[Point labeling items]
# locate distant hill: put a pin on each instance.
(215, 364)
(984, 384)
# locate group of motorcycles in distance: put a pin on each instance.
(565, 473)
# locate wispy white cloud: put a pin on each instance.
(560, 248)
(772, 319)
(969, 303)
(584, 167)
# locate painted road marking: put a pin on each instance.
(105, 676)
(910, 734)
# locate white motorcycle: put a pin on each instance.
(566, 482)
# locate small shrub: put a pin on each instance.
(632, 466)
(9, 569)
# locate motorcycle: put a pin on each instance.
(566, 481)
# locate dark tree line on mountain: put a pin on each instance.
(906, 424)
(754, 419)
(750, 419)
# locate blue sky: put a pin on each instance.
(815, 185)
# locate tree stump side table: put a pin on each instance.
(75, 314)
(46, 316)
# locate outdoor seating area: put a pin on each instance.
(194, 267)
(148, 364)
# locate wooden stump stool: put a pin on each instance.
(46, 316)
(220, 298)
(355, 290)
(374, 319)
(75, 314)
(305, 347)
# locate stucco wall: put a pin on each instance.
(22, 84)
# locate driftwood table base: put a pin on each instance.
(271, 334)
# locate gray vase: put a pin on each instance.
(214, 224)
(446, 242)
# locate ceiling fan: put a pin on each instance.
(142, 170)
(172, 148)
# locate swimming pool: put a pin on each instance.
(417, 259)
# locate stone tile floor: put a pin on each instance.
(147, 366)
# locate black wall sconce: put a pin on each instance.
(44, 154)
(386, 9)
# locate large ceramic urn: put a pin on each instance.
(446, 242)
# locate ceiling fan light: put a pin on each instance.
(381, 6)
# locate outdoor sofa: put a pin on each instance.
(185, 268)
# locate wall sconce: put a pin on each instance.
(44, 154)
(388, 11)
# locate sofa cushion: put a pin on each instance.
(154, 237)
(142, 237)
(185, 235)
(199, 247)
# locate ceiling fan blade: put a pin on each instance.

TASK OBJECTIVE: Give every line of the items above as a Markdown table with two columns, Number and Entry: Number holds the row number and Entry holds the line. Leave out blank lines.

RESULT FOR THIS TASK:
| Number | Entry |
|---|---|
| 1 | # locate distant hill: put a pin on each instance. |
| 2 | (215, 364) |
| 3 | (984, 384) |
| 4 | # locate group of motorcycles in distance: put a pin on each instance. |
| 5 | (565, 473) |
| 6 | # locate wispy white cloud: put a pin on each instance. |
| 7 | (560, 248) |
| 8 | (772, 319) |
| 9 | (969, 303) |
| 10 | (584, 167) |
| 11 | # locate painted road marking: put a pin on each instance. |
| 12 | (105, 676) |
| 13 | (910, 734) |
| 14 | # locate white motorcycle: put a pin on each instance. |
| 15 | (566, 482) |
| 16 | # locate small shrub: put a pin on each instance. |
| 17 | (632, 466) |
| 18 | (9, 569) |
| 19 | # locate motorcycle: put a pin on each instance. |
| 20 | (566, 481) |
| 21 | # locate dark tree line on mountain: put a pin on each instance. |
| 22 | (906, 424) |
| 23 | (754, 419) |
| 24 | (750, 419) |
| 25 | # locate blue sky: put a pin on each instance. |
| 26 | (815, 185) |
| 27 | # locate tree stump side table: put a pin on each instance. |
| 28 | (75, 314) |
| 29 | (46, 316) |
| 30 | # locate outdoor seating area: put a pin on each instance. |
| 31 | (194, 267) |
| 32 | (148, 364) |
| 33 | # locate wooden stump stool: put a pin on each instance. |
| 34 | (46, 316) |
| 35 | (220, 298) |
| 36 | (355, 290) |
| 37 | (374, 319) |
| 38 | (75, 314) |
| 39 | (305, 347) |
| 40 | # locate stucco wall: put a pin on each instance. |
| 41 | (22, 84) |
| 42 | # locate driftwood table base: put a pin on each instance. |
| 43 | (271, 334) |
| 44 | # locate gray vase: put a pin on each instance. |
| 45 | (214, 224) |
| 46 | (446, 242) |
| 47 | # locate ceiling fan: put a pin on each instance. |
| 48 | (142, 170) |
| 49 | (172, 148) |
| 50 | # locate swimming pool: put a pin on each instance. |
| 51 | (417, 259) |
| 52 | # locate stone tile floor: put a pin on each instance. |
| 53 | (147, 366) |
| 54 | # locate black wall sconce: put a pin on each instance. |
| 55 | (44, 154) |
| 56 | (386, 9) |
| 57 | # locate large ceramic urn: put a pin on each instance. |
| 58 | (446, 242) |
| 59 | # locate ceiling fan light: put a pin on each instance. |
| 60 | (381, 6) |
| 61 | # locate outdoor sofa: put a pin on each instance. |
| 62 | (185, 268) |
| 63 | # locate wall sconce: put a pin on each instance. |
| 64 | (44, 154) |
| 65 | (388, 11) |
| 66 | # locate sofa cushion: put a pin on each instance. |
| 67 | (154, 237) |
| 68 | (142, 237) |
| 69 | (185, 235) |
| 70 | (199, 247) |
| 71 | # locate ceiling fan blade: put a pin on each instance. |